Page extract:
---

When Cousins was drafted, he projected to be an agitating forward with bottom six potential. So far he’s shown that and in no way is that a bad thing.
For the longest time, the Flyers seemed to only draft well in the first round. They couldn’t compliment their roster beyond the first or second line. Cousins seems to be bucking this trend.
Despite not being big, Cousins lined up for the most part at center this year on the third line and even pushed out 2012 first-rounder Scott Laughton. He helped solve a hole in Philly’s lineup where others failed this season.
Despite that, Cousins may not have a future at center. Typically teams like a big-bodied center for the third line. But Cousins still fits in as a versatile winger on the third line that can pot in some goals.
Fourth Round, 116th Overall: Colin Suellentrop
Suellentrop begins a descent for the Flyers in the 2011 Draft. A defenseman from the Oshawa Generals, the Florida native was more of a defensive defenseman during his time in the OHL.
Unfortunately for him and the Flyers, stay-at-home defensemen are harder to project than other positions and Philadelphia did not sign Suellentrop to an ELC before losing his rights.
Since Suellentrop has finished his career with the Generals, he’s played collegiate hockey for the Univeristy of New Brunswick.
Fourth Round, 118th Overall: Marcel Noebels
Two picks after Suellentrop, the Flyers selected the German Noebels from the Portland Winterhawks of the WHL. The team signed Noebels to an ELC and during a dark time for prospects in the system was considered one of its better prospects.
In his first professional season, Noebels scored 30 points in 31 games for the Trenton Titans in the ECHL and 23 in 43 for the Adirondack Phantoms. The next season, in 2013-14, the 6-foot-2 winger struggled with the Phantoms and when the team assigned him back to the ECHL, Noebels didn’t report.
Instead, he returned to Germany to join the Berlin Polar Bears in the DEL where he’s been ever since. While Noebels didn’t make it in North America, he’s had a respectable career overseas and even represented Germany at this year’s World Championships.
Sixth Round, 176th Overall: Petr Placek
With their fifth pick of the draft, the Flyers saw size potential in Placek and nabbed him from the Hotchkiss School in Connecticut. The Czech Republic native committed to Harvard later that summer.
Placek, who is 6-foot-4, played 45 games in his first two seasons with the Crimson, but injuries allowed him to play only one game in his junior year during the 2013-14 season. Placek has not played organized hockey since.
He was left off Harvard’s roster the following year and EliteProspects and HockeyDB show no other data for the former right winger.
Seventh Round, 206th Overall: Derek Mathers
With their final pick of the draft, the Flyers took one of their favorite types of players: a big fighter. Standing at 6-foot-3 and 227 pounds, Philadelphia saw a potential enforcer for the future.
Mathers racked up 171 penalty minutes and five points in 55 games during his draft year for the Peterborough Petes of the OHL. The Ontario native played two more seasons for the Petes hitting a career high of 29 points his final season.
The Flyers signed Mathers to an ELC in 2012 and has been a part of the Phantoms and the ECHL’s Reading Royals for four full seasons. He never amassed more than four points in the AHL but did follow up on his fighter potential with 147 penalty minutes in 40 games.
But with fights becoming less of a part of hockey and fighters becoming less of a role, it’s become clear that the NHL has moved past Mathers. However, he is still part of the organization, suiting up for three Phantoms games this season.
While the Flyers can look at their first two picks of the draft and smile, the team probably would have liked to find some more NHL roster players in the bottom rounds. What’s even worse is that the final four picks have not had that much of an effect in the AHL.
However, the 2011 Draft found a longtime center for the team and a bottom six forward. For that, this draft won’t be marked up as a failure.

---

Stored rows
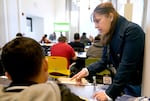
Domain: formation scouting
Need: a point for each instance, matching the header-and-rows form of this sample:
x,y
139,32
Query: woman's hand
x,y
100,96
78,77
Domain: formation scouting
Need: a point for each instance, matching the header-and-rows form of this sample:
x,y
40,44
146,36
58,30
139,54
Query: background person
x,y
44,39
96,49
76,44
27,68
84,39
125,51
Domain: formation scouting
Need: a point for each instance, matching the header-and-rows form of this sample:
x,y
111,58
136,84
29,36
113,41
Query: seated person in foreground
x,y
76,44
96,49
62,48
27,68
45,39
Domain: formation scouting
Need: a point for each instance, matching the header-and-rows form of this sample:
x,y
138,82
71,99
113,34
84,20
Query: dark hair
x,y
22,58
105,9
45,35
83,33
76,36
19,34
62,39
97,37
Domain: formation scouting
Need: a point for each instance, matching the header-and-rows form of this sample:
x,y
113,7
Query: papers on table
x,y
64,80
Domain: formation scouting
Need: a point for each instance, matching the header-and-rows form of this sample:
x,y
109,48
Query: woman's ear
x,y
111,17
8,75
45,64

---

Your goal: From the article on the Flyers' 2011 draft, output the passage that starts with the words "But with fights" and ends after the words "as a failure.". The rows are material of their own and are not part of the article on the Flyers' 2011 draft.

Expected output:
But with fights becoming less of a part of hockey and fighters becoming less of a role, it’s become clear that the NHL has moved past Mathers. However, he is still part of the organization, suiting up for three Phantoms games this season.
While the Flyers can look at their first two picks of the draft and smile, the team probably would have liked to find some more NHL roster players in the bottom rounds. What’s even worse is that the final four picks have not had that much of an effect in the AHL.
However, the 2011 Draft found a longtime center for the team and a bottom six forward. For that, this draft won’t be marked up as a failure.